KALTENGPOS.CO – Kapolsek dicopot dan delapan personel Polsek Percut
Sei Tuan, Deli Serdang, pun menjalani sidang disiplin. Sarpan dibebaskan
setelah ada unjuk rasa warga.

MOH. IDRIS, Deli Serdang-DEWI LUBIS, Medan

SARPAN selamanya akan berterima kasih kepada para tetangga. Berkat
intervensi mereka, dia akhirnya lepas dari hari-hari penuh penyiksaan di dalam
tahanan polisi.

Pria 57 tahun itu dibebaskan 6
Juli lalu setelah sejumlah warga berunjuk rasa di Polsek Percut Sei Tuan,
Kabupaten Deli Serdang, Sumatera Utara. Para warga itu tetangganya di Jalan
Sidomulyo Pasar IX, Dusun XIII, Desa Sei Rotan, Kecamatan Percut Sei Tuan.

”Mereka berdemo lantaran mendapat
keterangan dari istri saya yang melihat saya di sel tahanan sudah dalam keadaan
luka-luka di bagian wajah,” kata Sarpan kepada Sumut Pos.

Sarpan memang menderita luka
memar di sekujur tubuh dan wajah sekeluarnya dari tahanan. Di dalam tahanan,
dia mengaku disiksa, dipukul, dan diinjak-injak. Wajahnya sampai babak belur.

Pria yang sehari-hari bekerja
sebagai kuli bangunan itu diperiksa polisi pada Kamis pekan lalu (2/7) dengan
status saksi. Pembunuhan tersebut terjadi di Jalan Sidomulyo Gang Gelatik, Desa
Sei Rotan, Kecamatan Percut Sei Tuan.

Tugas A: Terjemahkan ke dalam bahasa Inggris kalimat "Sarpan memang menderita luka memar di sekujur tubuh dan wajah sekeluarnya dari tahanan." dari teks tentang Sarpan.
Tugas B: Ganti "warga" dengan "penduduk" dalam bagian teks tentang Sarpan dari "SARPAN selamanya akan" sampai "Desa Sei Rotan, Kecamatan Percut Sei Tuan.", lalu tulis ulang bagian tersebut.

Data Tersedia:
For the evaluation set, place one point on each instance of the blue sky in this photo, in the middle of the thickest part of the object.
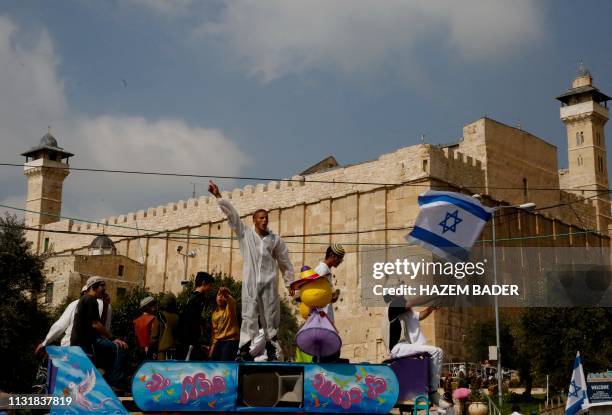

Jawaban Lengkap A: Sarpan did indeed suffer bruises all over his body and face after leaving custody.

Jawaban Lengkap B:
SARPAN selamanya akan berterima kasih kepada para tetangga. Berkat
intervensi mereka, dia akhirnya lepas dari hari-hari penuh penyiksaan di dalam
tahanan polisi.

Pria 57 tahun itu dibebaskan 6
Juli lalu setelah sejumlah penduduk berunjuk rasa di Polsek Percut Sei Tuan,
Kabupaten Deli Serdang, Sumatera Utara. Para penduduk itu tetangganya di Jalan
Sidomulyo Pasar IX, Dusun XIII, Desa Sei Rotan, Kecamatan Percut Sei Tuan.